*** Begin section ***

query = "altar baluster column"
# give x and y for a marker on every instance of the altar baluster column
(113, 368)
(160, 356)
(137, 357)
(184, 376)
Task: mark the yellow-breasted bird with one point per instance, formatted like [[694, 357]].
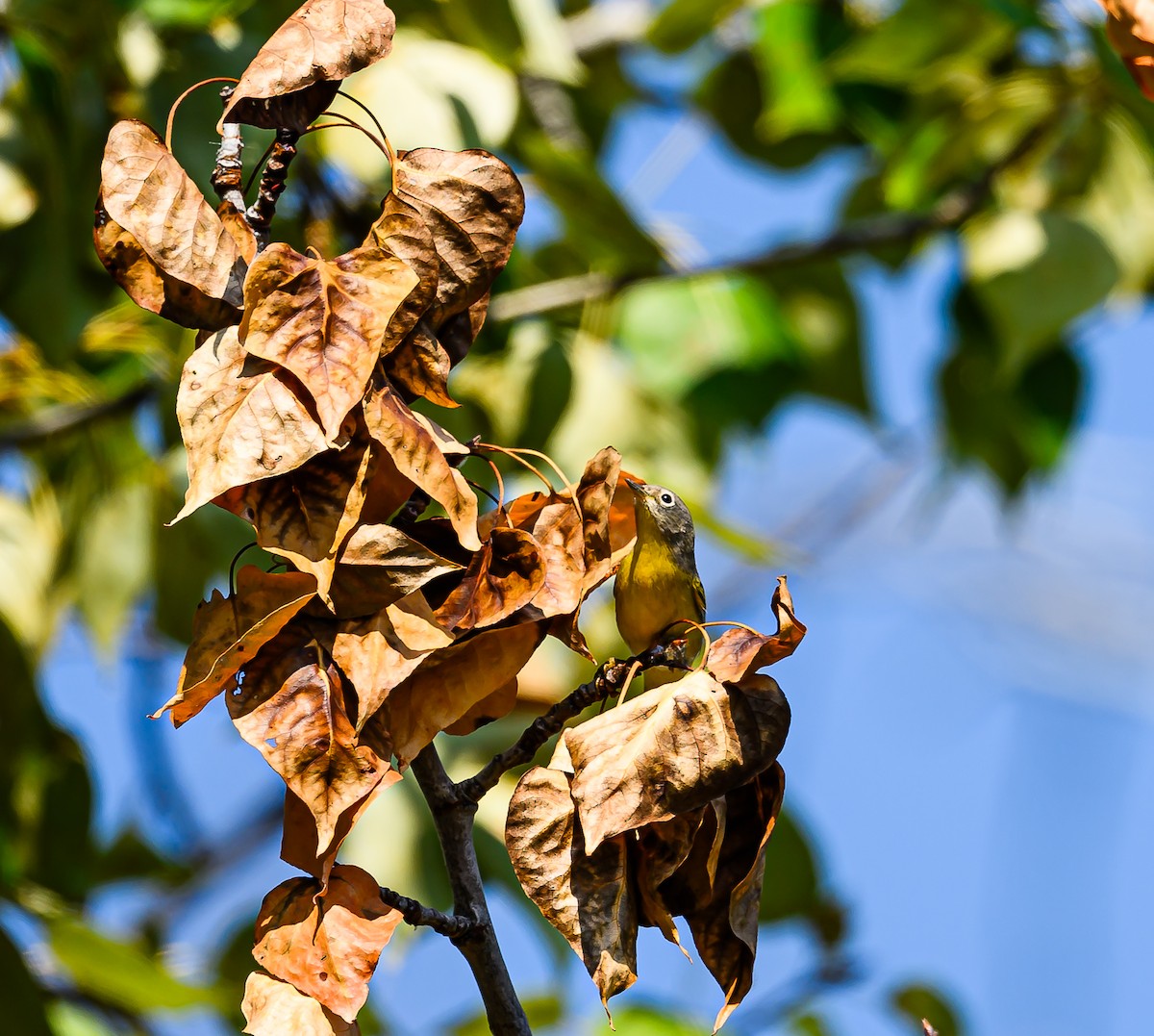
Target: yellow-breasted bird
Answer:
[[658, 583]]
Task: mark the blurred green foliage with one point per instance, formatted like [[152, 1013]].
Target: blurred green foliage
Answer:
[[1001, 125]]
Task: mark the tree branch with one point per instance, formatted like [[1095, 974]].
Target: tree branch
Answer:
[[454, 821], [418, 915], [611, 677], [949, 214]]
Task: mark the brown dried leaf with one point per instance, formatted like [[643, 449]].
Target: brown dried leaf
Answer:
[[272, 1007], [292, 711], [241, 420], [379, 566], [451, 681], [379, 652], [725, 931], [229, 631], [673, 748], [586, 897], [298, 841], [324, 321], [1130, 30], [502, 578], [489, 708], [153, 200], [418, 447], [306, 515], [472, 204], [739, 652], [149, 287], [295, 74], [326, 945]]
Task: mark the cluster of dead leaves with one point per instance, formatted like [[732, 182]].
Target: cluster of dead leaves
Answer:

*** End section ***

Required action – All of the entries above are to be duplicated exactly, with every image left out.

Answer box –
query = "altar baluster column"
# give x and y for a marker on every instance of the altar baluster column
(113, 368)
(160, 356)
(137, 357)
(184, 376)
Task: mark the yellow-breasted bird with one point per instance, formatted like [[694, 357]].
Target: yellow-breasted bird
Answer:
[[658, 583]]
Task: mark the blurred green foliage with one point per instance, formatted like [[152, 1013]].
Target: blurred green foliage
Answer:
[[1001, 125]]
Task: mark the tree branch with one point per instance, formatted like [[1095, 974]].
Target: tree branch
Answer:
[[454, 821], [418, 915], [611, 677], [949, 214]]
Task: mark the brown dried leaf with one point per instance, formatted like [[643, 449]].
Target: brown dried leaf
Answer:
[[272, 1007], [292, 711], [241, 420], [379, 566], [451, 681], [379, 652], [725, 931], [229, 631], [673, 748], [586, 897], [298, 841], [324, 321], [1130, 30], [502, 578], [489, 708], [153, 200], [418, 447], [306, 515], [472, 204], [739, 652], [149, 287], [295, 74], [326, 945]]
Task: mark the cluster of dead leaves with one point per instance, formatted like [[732, 182]].
Target: cluster of dead leaves
Answer:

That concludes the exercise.